* **Fragmento del texto**
---+---
LA COMPAÑÍA DE QUIENES NO HABLAN… ¿O SÍ?

 

 

Los pájaros son clarines entre los cañaverales

que le dan los buenos días al sol de Dios cuando sale.

 

Cecilia Bohl De Faber

 

 

Pasear por la Peña de Francia cuando comienza el día, es sentir el despertar de las pocas familias de aves que viven en estas alturas, un tanto desangeladas a esas horas. Hasta aquí no llegan los mirlos, ni los jilgueros; tampoco ruiseñores, ni malvises.

 

Abundan pequeños pajarillos, de color marrón oscuro, puede ser el “cetia ruiseñor”, quizá. Son pequeños y saltan de escoba en escoba,  asentándose desconfiadamente en las rocas buscando el calor del sol; emiten suaves sonidos entrecortados, sin ninguna consistencia. Imagino es la forma de saludarse y avisar de peligros imprevistos. Nunca exhiben una melodía continuada de trinos alegres.

 

Un poco más tarde, cuando el día se va asegurando, comienzan a verse los buitres. Su tamaño es considerable y ascienden con facilidad a las alturas desde donde fijan su mirada en sus posibles víctimas. Vuelan con solemnidad, en círculos y, al contemplarlos, cualquiera podría pensar que disfrutan de esa cualidad de surcar el cielo sin prisas y como deleitándose en llegar hasta donde llegan.

 

Estos no cantan, ni chirrían, ni se saludan con graznido alguno; sólo se desplazan con calma esperando localizar los despojos de alguna “capra hispánica” que ha acabado sus días en un accidente, o colmada de años en cualquier recoveco. Vuelan en círculos, en grupo de seis o siete parejas. Vuelo majestuoso parece, pero es vuelo del ojo certero asesino.

 

En las tardes aparecen los cuervos. Visten ese negro intenso que da brillo a su plumaje. Nunca han sido parte de mi círculo de simpatía. Me recuerdan películas de terror. Tienen ese aspecto frío y lúgubre que parece dotarlos de misterio. Son desconfiados y nunca se acercan donde presientan seres humanos. Se manifiestan huidizos, quizá con razón. Son asiduos y se posan con descaro en la parte sur del convento.
---+---
* **Descripción de la tarea**
En el texto sobre las aves de la Peña de Francia, ¿en grupos de cuántas parejas vuelan los buitres? Responde con una sola frase, por favor.

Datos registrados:
---+---
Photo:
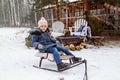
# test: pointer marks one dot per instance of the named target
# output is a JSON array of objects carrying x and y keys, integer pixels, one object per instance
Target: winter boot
[
  {"x": 76, "y": 59},
  {"x": 61, "y": 66}
]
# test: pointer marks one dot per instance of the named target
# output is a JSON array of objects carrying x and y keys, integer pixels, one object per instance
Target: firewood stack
[{"x": 75, "y": 47}]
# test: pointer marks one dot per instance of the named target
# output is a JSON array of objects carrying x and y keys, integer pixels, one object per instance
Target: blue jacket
[{"x": 42, "y": 38}]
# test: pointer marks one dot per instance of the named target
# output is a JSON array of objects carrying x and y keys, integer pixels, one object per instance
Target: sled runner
[{"x": 49, "y": 56}]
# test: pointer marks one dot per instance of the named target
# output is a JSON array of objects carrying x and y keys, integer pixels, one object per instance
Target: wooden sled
[{"x": 49, "y": 56}]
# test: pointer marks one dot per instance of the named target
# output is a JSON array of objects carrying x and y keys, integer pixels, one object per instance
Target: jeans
[{"x": 55, "y": 51}]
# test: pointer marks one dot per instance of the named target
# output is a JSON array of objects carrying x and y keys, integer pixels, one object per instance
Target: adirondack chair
[
  {"x": 85, "y": 31},
  {"x": 57, "y": 28},
  {"x": 81, "y": 29}
]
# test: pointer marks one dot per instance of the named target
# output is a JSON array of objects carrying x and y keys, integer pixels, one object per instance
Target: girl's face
[{"x": 43, "y": 28}]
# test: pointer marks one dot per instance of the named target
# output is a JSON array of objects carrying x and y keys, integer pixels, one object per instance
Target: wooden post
[
  {"x": 86, "y": 8},
  {"x": 57, "y": 10}
]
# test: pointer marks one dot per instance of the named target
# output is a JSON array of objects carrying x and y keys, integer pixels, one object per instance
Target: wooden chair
[{"x": 58, "y": 26}]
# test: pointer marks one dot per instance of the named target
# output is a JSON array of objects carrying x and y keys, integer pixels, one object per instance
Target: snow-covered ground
[{"x": 16, "y": 60}]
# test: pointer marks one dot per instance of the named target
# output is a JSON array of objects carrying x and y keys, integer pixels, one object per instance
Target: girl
[{"x": 42, "y": 40}]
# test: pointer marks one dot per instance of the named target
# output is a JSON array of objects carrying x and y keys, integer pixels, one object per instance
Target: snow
[{"x": 16, "y": 60}]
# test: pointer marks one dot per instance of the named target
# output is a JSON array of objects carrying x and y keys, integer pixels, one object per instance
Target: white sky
[{"x": 72, "y": 0}]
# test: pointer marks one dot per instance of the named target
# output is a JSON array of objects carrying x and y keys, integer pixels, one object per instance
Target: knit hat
[{"x": 42, "y": 21}]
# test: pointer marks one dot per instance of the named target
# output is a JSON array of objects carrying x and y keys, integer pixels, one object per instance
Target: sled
[{"x": 49, "y": 56}]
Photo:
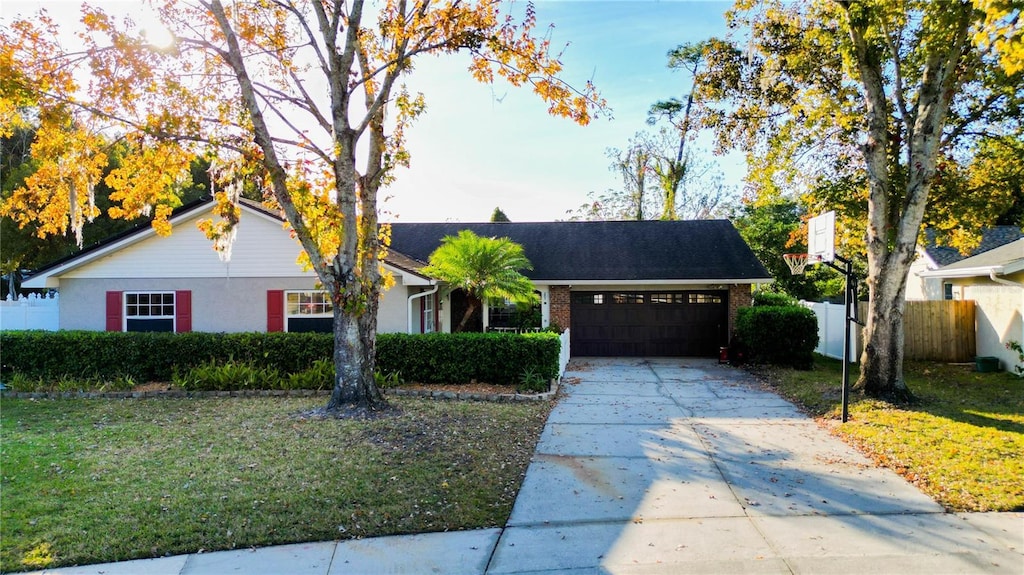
---+---
* **Resultado esperado**
Los buitres vuelan en círculos, en grupos de seis o siete parejas.